Reproduce, from the lines below, exactly the stretch that begins at the line containing "Reviewer note: every instance of the pink" and ends at the line containing "pixel 835 321", both included.

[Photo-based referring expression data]
-- -- --
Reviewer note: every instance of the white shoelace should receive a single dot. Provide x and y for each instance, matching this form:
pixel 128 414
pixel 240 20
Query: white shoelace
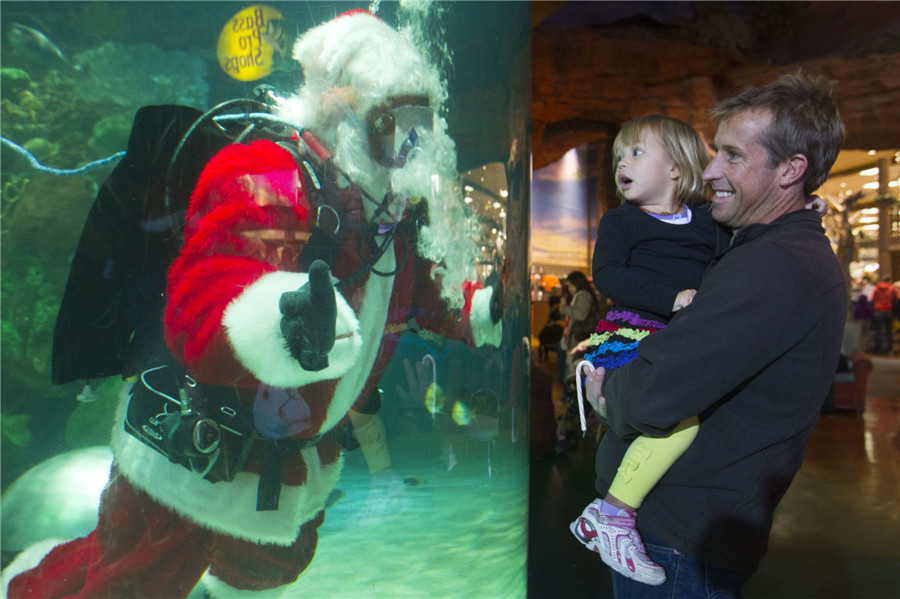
pixel 578 390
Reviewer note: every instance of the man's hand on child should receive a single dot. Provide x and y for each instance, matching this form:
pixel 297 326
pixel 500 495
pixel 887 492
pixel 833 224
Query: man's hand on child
pixel 581 347
pixel 593 384
pixel 684 299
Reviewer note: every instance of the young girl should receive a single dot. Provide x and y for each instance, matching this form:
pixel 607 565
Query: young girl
pixel 650 256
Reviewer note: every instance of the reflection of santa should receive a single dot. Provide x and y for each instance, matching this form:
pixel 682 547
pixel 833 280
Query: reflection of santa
pixel 245 311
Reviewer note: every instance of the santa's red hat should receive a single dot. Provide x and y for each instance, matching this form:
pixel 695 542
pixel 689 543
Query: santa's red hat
pixel 223 180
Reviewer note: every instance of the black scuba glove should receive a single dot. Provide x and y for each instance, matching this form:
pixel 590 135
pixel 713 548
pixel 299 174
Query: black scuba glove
pixel 310 317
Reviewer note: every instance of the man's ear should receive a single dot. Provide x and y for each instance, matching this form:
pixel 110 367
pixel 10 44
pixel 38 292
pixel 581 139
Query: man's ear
pixel 793 169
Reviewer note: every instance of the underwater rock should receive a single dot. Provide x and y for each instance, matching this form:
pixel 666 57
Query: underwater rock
pixel 136 75
pixel 16 429
pixel 46 222
pixel 57 498
pixel 40 232
pixel 90 422
pixel 14 80
pixel 110 134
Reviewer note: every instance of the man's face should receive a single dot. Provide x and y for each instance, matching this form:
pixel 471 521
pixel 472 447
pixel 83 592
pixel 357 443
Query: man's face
pixel 744 186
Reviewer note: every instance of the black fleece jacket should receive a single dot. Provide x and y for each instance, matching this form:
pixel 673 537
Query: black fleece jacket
pixel 753 356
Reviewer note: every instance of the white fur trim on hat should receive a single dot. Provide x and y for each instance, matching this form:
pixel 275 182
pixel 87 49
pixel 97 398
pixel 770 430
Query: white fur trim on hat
pixel 253 325
pixel 362 52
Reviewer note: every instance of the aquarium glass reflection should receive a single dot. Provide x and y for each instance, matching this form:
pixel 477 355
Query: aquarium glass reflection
pixel 287 308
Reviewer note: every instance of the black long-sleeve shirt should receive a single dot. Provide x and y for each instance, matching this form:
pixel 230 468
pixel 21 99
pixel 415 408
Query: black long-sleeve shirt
pixel 642 262
pixel 754 356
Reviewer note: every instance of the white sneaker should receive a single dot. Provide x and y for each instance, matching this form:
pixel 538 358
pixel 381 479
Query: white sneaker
pixel 617 541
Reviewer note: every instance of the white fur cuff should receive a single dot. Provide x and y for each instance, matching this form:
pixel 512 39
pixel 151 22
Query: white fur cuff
pixel 484 330
pixel 253 325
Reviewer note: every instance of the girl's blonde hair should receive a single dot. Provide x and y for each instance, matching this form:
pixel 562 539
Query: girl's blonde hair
pixel 682 145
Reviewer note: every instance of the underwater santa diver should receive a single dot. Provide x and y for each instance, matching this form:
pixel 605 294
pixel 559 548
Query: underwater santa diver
pixel 241 324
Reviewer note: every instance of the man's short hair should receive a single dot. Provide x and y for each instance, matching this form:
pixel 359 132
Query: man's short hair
pixel 805 121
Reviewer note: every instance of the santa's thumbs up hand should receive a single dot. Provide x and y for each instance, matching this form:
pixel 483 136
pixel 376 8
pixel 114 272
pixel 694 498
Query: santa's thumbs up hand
pixel 309 318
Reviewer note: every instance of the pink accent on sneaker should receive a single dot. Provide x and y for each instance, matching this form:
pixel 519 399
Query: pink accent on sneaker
pixel 617 541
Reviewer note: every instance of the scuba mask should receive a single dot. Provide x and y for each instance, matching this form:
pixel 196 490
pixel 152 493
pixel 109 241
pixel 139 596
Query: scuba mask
pixel 395 128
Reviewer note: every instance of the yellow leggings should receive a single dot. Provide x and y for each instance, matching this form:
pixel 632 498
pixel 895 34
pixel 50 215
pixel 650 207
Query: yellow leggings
pixel 647 460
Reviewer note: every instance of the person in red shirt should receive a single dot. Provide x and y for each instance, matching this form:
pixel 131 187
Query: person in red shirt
pixel 883 321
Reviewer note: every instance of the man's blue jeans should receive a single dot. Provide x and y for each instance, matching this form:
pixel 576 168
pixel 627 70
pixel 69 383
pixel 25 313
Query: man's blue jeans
pixel 686 578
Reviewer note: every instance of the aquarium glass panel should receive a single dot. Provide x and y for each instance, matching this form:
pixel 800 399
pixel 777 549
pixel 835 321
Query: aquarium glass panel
pixel 265 298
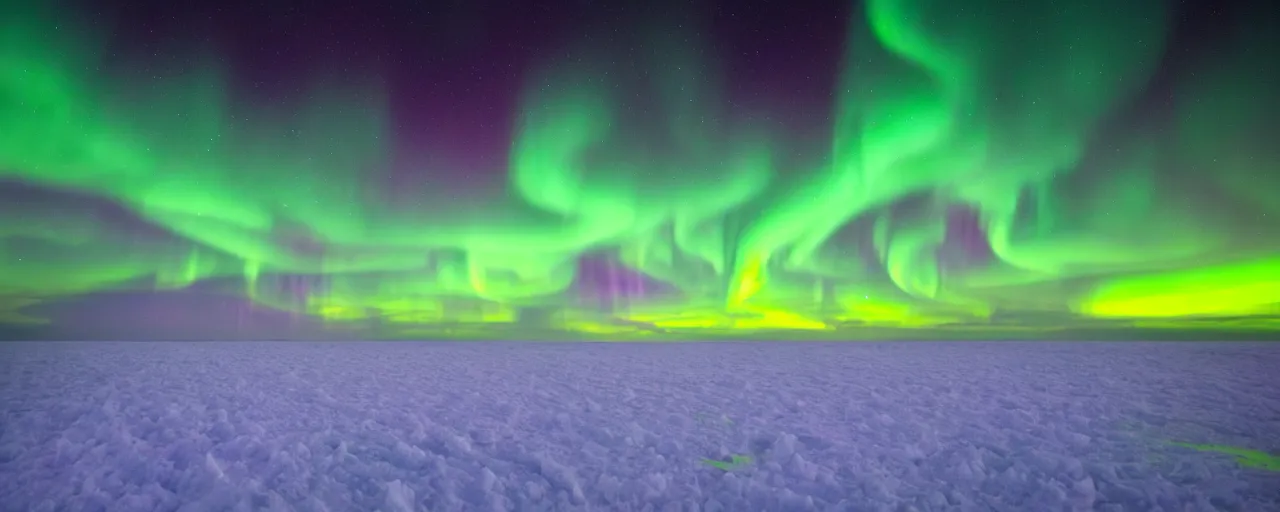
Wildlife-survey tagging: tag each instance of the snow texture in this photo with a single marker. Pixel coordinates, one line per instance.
(524, 426)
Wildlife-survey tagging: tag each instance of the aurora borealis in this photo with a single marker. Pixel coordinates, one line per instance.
(974, 169)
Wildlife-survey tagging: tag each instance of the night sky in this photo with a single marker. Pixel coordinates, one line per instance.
(639, 169)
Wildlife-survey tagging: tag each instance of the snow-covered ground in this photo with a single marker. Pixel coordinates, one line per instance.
(521, 426)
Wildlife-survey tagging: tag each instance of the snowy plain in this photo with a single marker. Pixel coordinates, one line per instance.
(600, 426)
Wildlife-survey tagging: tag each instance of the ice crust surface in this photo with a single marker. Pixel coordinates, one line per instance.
(571, 426)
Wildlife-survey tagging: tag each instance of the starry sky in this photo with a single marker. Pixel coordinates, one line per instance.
(611, 169)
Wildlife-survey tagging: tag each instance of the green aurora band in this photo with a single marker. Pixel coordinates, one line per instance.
(997, 106)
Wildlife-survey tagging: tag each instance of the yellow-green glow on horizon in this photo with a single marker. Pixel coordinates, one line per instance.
(695, 219)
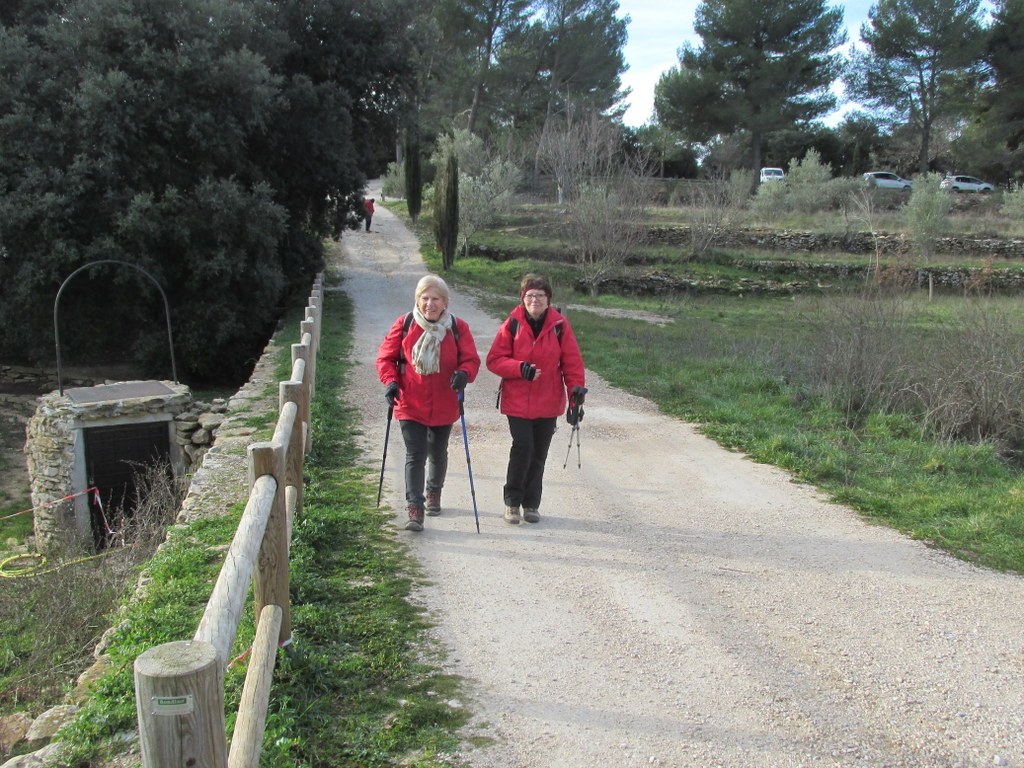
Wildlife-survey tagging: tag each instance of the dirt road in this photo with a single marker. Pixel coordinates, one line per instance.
(679, 604)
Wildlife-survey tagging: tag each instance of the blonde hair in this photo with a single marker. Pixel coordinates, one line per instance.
(431, 281)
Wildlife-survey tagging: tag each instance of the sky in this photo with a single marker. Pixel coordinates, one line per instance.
(658, 29)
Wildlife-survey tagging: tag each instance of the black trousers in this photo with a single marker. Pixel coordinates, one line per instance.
(524, 479)
(426, 459)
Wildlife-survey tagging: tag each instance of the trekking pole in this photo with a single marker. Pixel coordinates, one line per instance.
(469, 466)
(577, 406)
(576, 431)
(387, 435)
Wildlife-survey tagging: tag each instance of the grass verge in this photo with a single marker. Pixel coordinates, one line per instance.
(356, 687)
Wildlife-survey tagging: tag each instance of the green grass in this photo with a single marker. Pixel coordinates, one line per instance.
(355, 689)
(17, 526)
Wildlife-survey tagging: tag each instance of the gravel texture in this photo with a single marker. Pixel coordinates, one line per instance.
(679, 604)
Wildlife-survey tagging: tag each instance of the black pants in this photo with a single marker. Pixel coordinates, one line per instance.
(524, 479)
(426, 449)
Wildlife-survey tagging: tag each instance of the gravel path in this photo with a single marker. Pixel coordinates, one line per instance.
(679, 604)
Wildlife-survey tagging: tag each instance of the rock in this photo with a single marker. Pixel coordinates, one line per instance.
(43, 727)
(44, 758)
(87, 678)
(12, 729)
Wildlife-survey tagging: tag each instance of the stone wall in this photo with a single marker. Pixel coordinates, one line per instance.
(56, 457)
(803, 242)
(219, 480)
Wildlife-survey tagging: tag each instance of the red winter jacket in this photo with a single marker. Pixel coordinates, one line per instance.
(557, 357)
(428, 399)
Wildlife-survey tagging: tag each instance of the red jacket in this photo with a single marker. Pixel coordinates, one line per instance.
(428, 399)
(556, 354)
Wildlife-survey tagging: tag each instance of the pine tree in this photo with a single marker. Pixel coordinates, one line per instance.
(921, 62)
(763, 66)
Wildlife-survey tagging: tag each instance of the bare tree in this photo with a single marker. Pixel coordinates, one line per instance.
(720, 205)
(604, 192)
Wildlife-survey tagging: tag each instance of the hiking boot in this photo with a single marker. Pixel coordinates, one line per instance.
(434, 503)
(415, 518)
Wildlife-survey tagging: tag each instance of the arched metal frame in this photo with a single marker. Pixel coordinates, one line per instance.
(56, 307)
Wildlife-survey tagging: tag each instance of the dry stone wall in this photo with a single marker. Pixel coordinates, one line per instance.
(218, 481)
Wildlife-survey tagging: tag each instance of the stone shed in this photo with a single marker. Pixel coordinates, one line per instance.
(85, 446)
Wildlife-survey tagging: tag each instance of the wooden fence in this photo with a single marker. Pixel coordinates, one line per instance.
(179, 686)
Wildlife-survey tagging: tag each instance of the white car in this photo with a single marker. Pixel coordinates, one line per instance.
(887, 180)
(966, 183)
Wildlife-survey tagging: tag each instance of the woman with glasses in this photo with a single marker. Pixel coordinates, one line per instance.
(424, 363)
(538, 358)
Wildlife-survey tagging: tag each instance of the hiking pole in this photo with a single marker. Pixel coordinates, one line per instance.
(576, 431)
(469, 466)
(573, 415)
(387, 435)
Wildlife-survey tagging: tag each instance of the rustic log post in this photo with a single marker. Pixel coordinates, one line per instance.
(301, 352)
(247, 740)
(179, 698)
(223, 610)
(294, 392)
(270, 580)
(308, 326)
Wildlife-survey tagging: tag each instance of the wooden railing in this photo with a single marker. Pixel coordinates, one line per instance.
(179, 686)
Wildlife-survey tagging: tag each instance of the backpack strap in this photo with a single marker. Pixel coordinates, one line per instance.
(514, 329)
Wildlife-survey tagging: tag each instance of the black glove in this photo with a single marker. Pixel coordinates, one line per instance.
(573, 415)
(579, 395)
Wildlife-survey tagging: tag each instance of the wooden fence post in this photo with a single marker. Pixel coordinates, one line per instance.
(179, 698)
(270, 579)
(301, 352)
(295, 391)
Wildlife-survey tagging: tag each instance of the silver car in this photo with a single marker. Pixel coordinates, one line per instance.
(887, 180)
(966, 183)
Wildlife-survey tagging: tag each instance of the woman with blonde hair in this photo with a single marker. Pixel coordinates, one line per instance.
(424, 363)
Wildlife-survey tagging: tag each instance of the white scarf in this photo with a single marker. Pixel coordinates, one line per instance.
(427, 350)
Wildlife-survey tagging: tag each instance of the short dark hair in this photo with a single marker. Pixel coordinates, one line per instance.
(535, 282)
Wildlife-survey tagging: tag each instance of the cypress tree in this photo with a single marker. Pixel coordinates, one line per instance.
(446, 213)
(414, 177)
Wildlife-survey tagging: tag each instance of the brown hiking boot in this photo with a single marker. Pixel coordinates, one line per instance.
-- -- --
▶ [Exercise solution]
Reviewer note: every instance of the pink accent on sneaker should receive a single dot. Provide x and y for each instance, matching this form:
pixel 519 399
Query: pink accent on sneaker
pixel 617 541
Reviewer note: every instance of the scuba mask should receive a single dot. Provide x and y for each instance, matching this form:
pixel 196 490
pixel 152 493
pixel 109 241
pixel 139 596
Query: scuba mask
pixel 395 128
Reviewer note: every instance of the yellow leggings should receive a single dot. Provide x and y for each instance, matching this form:
pixel 632 498
pixel 895 34
pixel 50 215
pixel 650 207
Query: yellow leggings
pixel 647 460
Reviewer note: every instance of the person in red shirt should receive a single dot. Provide x and y for each instance, matching this form:
pixel 131 187
Query: person in red shirt
pixel 883 321
Reviewer note: every instance of the man's blue jeans should receive a single dot. Provide x and y for each instance, matching this form:
pixel 576 168
pixel 627 70
pixel 69 383
pixel 25 313
Query: man's blue jeans
pixel 686 578
Reviewer note: every instance of the aquarium glass panel should receive a single dot. Provide x and y for each instance, matching this form:
pixel 800 399
pixel 777 549
pixel 835 321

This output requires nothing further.